Wabanaki Truth and Reconciliation commissioners sworn in; prepare to begin learning, healing

Posted Feb. 12, 2013, at 8:59 p.m.

HERMON, Maine — For more than a century, Wabanaki children were taken from their families by the state or churches and placed in foster care or schools, where speaking their language or practicing their customs was often forbidden.

On Tuesday, five members of a new commission vowed to expose the trauma suffered by children and families affected by the antiquated welfare practices and to help the tribal communities heal.

Commissioners Matthew Dunlap, gkisedtanamoogk, Gail Werrbach, Sandra White Hawk and Carol Wishcamper were sworn into the Maine Wabanaki-State Child Welfare Truth and Reconciliation Commission during a daylong event at Morgan Hill Event Center in Hermon. During the next three years, the group will gather testimony and stories from tribal families, welfare workers and others to create a report outlining the history behind the policies and recommend changes to prevent future harmful welfare practices.

The five were chosen by a 13-member committee in December based on their experience with state-tribal relationships, welfare services and government.

“This Truth and Reconciliation Commission process is crucial to healing,” said Chief Richard Getchell of the Aroostook Band of Micmacs. “We must give our people the opportunity to share their experiences, to bring voice to all that has been suppressed and repressed for far too many years.”

Beginning in the late 1800s, the United States government established boarding schools for Native American children who were removed from their families in an attempt to assimilate them into American culture, according to commission documents.

━━━━━━━━━━━━━━━━━━━━━━━━━━━━━━

EXERCISE AIM: Render this sentence from the article on the Wabanaki commission in Spanish: "The five were chosen by a 13-member committee in December based on their experience with state-tribal relationships, welfare services and government."

━━━━━━━━━━━━━━━━━━━━━━━━━━━━━━

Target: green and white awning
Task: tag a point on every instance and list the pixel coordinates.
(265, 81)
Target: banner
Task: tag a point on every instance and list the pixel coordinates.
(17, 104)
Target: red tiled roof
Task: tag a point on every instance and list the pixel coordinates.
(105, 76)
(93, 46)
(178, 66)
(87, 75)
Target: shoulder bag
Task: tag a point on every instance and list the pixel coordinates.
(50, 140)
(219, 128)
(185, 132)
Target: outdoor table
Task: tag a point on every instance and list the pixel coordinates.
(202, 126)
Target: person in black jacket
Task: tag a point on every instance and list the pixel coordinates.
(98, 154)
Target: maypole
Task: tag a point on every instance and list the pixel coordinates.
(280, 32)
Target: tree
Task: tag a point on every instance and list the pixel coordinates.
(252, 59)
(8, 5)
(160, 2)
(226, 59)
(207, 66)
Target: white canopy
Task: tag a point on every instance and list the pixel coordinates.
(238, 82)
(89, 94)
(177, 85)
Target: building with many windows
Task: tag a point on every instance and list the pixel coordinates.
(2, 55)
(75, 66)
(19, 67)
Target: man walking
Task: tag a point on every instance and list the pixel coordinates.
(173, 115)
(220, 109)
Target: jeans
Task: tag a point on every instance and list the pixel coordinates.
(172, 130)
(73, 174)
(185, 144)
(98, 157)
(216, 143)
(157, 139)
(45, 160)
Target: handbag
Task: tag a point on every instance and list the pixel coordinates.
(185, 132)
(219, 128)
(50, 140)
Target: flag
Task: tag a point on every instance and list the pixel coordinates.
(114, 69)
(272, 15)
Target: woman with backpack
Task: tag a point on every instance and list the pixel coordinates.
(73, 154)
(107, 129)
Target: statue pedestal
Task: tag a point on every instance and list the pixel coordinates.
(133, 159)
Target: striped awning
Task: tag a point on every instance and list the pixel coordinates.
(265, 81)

━━━━━━━━━━━━━━━━━━━━━━━━━━━━━━

SOLUTION TO THIS EXERCISE: Los cinco fueron elegidos en diciembre por un comité de 13 miembros en función de su experiencia en las relaciones entre el estado y las tribus, los servicios de bienestar social y el gobierno.